▸ **TASK OBJECTIVE**: All lines in the entries below that hold "bicycle" make up the answer.

Stored data entries:
────────────────────────────────────────

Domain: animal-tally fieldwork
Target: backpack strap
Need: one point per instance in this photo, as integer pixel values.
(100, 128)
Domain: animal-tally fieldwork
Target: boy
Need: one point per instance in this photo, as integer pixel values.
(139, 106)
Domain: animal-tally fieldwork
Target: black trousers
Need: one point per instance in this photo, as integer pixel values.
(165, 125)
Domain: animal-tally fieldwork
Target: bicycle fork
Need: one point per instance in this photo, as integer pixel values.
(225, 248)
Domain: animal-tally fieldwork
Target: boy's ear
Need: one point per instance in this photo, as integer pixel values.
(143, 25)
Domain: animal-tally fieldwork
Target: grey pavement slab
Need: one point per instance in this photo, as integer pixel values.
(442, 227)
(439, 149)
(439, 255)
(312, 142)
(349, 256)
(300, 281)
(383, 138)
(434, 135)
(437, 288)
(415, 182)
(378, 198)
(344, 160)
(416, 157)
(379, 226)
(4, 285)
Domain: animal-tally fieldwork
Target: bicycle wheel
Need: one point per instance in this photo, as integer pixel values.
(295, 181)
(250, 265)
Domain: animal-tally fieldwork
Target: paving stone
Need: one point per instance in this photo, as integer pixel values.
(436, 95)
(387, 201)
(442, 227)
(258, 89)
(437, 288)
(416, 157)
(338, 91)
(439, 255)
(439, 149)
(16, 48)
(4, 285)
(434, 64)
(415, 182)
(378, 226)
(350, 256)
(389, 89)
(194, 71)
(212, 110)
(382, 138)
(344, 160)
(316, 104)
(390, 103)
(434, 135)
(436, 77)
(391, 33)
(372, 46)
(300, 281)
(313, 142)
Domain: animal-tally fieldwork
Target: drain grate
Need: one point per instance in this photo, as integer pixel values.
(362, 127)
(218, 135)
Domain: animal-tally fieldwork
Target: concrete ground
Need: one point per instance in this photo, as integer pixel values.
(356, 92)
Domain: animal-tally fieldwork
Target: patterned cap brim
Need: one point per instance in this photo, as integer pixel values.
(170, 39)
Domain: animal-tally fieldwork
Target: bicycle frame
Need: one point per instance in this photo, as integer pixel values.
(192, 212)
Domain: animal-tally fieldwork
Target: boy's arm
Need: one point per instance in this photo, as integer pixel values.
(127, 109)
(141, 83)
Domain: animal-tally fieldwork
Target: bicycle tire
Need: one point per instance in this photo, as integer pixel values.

────────────────────────────────────────

▸ **RESULT FOR THIS TASK**:
Target: bicycle fork
Target: bicycle wheel
Target: bicycle frame
Target: bicycle tire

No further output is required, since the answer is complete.